• [PROBLEM DESCRIPTION]: Enter into a Markdown table with the columns Line No. and Line Text the portion of the rows below that opens with the line containing "target: window glass pane" and closes with the line containing "61L121 67L119 76L120", both included. Number each line in sequence and omit any blank lines.

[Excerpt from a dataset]
======

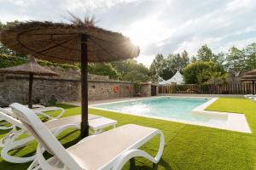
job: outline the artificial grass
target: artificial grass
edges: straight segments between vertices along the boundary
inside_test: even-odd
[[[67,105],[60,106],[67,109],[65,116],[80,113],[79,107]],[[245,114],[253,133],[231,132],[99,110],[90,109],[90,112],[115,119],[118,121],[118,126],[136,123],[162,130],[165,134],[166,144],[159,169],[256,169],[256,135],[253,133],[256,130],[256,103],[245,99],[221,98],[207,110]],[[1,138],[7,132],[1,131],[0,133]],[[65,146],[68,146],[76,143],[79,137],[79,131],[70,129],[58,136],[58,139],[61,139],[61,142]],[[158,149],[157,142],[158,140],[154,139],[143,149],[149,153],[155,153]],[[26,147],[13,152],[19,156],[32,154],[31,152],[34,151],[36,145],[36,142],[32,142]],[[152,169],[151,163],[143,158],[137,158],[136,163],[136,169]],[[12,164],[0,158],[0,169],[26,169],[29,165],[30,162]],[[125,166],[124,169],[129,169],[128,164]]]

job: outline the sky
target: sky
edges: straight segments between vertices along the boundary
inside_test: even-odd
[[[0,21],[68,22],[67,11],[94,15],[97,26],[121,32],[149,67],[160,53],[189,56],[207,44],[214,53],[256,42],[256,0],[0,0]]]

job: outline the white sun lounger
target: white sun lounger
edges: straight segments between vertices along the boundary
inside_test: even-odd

======

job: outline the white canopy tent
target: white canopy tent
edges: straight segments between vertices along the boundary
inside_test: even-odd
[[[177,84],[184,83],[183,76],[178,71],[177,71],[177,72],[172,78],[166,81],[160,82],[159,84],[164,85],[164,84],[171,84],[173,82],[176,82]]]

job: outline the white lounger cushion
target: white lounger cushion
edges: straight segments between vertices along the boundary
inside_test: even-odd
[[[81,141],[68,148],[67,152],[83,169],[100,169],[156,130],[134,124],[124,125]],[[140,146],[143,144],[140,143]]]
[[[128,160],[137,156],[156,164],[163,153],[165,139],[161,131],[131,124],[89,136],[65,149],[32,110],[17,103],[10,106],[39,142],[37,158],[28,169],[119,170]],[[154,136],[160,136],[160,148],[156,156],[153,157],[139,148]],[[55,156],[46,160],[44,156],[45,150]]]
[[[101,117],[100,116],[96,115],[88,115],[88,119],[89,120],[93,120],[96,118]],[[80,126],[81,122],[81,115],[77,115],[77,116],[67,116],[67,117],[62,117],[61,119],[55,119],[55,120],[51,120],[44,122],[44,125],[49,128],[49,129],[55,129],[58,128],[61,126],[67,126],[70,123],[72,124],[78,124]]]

======

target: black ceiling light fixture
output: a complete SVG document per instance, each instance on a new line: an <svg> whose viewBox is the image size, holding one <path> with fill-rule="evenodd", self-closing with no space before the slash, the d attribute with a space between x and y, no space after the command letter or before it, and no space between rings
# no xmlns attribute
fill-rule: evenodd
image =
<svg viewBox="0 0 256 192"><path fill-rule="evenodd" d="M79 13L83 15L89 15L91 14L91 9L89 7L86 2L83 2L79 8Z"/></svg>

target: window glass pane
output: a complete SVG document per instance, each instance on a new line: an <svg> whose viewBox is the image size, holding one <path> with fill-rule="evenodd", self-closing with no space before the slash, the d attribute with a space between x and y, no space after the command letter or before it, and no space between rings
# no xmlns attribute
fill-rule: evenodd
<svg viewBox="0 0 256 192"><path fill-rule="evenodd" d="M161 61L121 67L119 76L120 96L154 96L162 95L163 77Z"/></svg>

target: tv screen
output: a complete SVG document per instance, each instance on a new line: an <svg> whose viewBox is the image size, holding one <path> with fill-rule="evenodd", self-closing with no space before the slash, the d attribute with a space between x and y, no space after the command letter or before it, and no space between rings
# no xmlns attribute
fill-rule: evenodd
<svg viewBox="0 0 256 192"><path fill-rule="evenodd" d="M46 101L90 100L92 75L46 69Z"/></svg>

======

• [SOLUTION]:
| Line No. | Line Text |
|---|---|
| 1 | target: window glass pane |
| 2 | output: a complete SVG document per instance, each instance on a new line: an <svg> whose viewBox is the image size, holding one <path> with fill-rule="evenodd", self-closing with no space before the slash, the d attribute with a space between x and y, no space after the command letter or before it, and no space between rings |
| 3 | # no xmlns attribute |
| 4 | fill-rule: evenodd |
| 5 | <svg viewBox="0 0 256 192"><path fill-rule="evenodd" d="M161 61L121 67L119 76L120 96L154 96L162 95L163 77Z"/></svg> |